> _SELECTED TEXT_
Out of curiosity, does this monitor use an external power supply?  If so, what sort of shape is that in?  Are either of the cables frayed, or does it seem warmer than it should be (or even hot to the touch)?

 

Regards,

 

Aryeh Goretsky

 

Yes it is a external brick and it seems OK the cable is fine.

8 hours ago, DevTech said:

You are being too specific - monitors just don't glitch out that way so there is something very weird about the design of that model of monitor... Sure you don't have the same diagonal tears in the video, but you have a weird horizontal bar that is also just as strange...

 

It could also be an issue with your video card so if you can use onboard video for a while, that's another useful test.

 

One hypothesis that I considered to explain the overall weirdness is that the monitor is only pretending to be a 4K monitor and in order to be so cheap, they used a 2K panel (or 2.5K etc.) which accepts a 4K signal and pretends to be a 4K monitor and then scales the video to the native resolution of the internal panel. The firmware doing that might easily make weird glitches... It just popped into my head as an inspiration to fit the facts but measuring pixel size between 4K and 2K at that screen size seems almost impossible which in fact is why such a scheme would actually work...

I do not have onboard video, and the card is ~2 months old, could it be bad, I suppose so, but without any other symptoms I would say most likely not.

Natural-language object grounding data:

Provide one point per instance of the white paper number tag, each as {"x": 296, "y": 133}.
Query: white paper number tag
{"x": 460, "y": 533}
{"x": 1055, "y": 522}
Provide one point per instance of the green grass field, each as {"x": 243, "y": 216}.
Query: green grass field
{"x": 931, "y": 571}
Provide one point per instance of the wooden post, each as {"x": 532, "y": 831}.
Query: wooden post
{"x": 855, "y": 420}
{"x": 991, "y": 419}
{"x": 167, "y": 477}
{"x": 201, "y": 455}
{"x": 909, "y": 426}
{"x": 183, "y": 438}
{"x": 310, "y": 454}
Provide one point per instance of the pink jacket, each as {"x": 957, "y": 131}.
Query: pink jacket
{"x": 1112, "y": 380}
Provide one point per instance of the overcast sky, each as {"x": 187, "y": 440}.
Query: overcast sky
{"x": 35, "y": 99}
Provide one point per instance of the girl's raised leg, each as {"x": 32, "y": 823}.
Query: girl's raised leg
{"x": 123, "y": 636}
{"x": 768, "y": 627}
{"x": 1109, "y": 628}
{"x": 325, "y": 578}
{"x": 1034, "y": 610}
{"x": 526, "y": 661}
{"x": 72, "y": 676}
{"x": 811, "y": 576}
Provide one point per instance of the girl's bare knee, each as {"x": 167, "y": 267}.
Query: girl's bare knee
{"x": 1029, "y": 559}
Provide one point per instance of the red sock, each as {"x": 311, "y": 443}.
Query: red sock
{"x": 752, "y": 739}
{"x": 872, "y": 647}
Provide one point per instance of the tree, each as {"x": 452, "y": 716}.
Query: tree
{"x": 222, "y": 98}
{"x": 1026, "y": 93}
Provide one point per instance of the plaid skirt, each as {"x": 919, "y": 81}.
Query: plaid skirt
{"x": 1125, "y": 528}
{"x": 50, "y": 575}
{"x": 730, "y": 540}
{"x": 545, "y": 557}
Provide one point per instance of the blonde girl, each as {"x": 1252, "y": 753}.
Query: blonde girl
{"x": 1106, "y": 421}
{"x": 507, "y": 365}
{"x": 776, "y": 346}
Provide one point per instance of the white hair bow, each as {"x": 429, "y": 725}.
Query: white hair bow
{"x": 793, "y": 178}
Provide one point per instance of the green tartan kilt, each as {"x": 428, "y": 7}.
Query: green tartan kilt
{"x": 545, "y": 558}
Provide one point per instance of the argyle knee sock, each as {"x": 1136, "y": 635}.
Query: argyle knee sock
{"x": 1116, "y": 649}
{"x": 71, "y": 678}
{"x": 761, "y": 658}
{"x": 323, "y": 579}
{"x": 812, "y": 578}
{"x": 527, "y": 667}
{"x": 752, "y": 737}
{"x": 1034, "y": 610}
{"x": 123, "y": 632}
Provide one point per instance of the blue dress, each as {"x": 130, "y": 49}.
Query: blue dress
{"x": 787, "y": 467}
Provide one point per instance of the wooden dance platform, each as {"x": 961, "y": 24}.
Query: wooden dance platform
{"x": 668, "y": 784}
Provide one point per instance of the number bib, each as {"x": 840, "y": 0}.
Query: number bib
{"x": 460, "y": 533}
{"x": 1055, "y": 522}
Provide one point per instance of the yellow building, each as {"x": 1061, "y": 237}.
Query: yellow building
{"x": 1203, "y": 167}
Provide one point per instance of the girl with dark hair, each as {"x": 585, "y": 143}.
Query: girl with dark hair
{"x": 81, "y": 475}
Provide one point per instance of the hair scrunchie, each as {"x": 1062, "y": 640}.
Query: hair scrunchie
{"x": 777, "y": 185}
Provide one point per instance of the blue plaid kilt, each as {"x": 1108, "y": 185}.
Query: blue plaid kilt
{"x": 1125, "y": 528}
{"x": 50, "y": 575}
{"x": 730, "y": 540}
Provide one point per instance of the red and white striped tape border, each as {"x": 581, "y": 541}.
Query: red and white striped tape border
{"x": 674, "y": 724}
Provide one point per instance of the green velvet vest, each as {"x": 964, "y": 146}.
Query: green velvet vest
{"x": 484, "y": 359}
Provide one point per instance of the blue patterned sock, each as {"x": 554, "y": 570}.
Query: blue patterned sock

> _COMPLETE THE FOLLOWING_
1. In the monitor thread, rewrite everything from "Out of curiosity, does" down to "cable is fine.", putting "power adapter" wherever "external brick" appears.
2. In the monitor thread, how old does the poster say their video card is?
3. Translate this sentence from the monitor thread into Spanish: "It could also be an issue with your video card so if you can use onboard video for a while, that's another useful test."

> _RESPONSES FOR EACH TASK_
1.
Out of curiosity, does this monitor use an external power supply?  If so, what sort of shape is that in?  Are either of the cables frayed, or does it seem warmer than it should be (or even hot to the touch)?

 

Regards,

 

Aryeh Goretsky

 

Yes it is a power adapter and it seems OK the cable is fine.

2. About two months old.

3. También podría ser un problema con tu tarjeta de video, así que si puedes usar el video integrado por un tiempo, esa es otra prueba útil.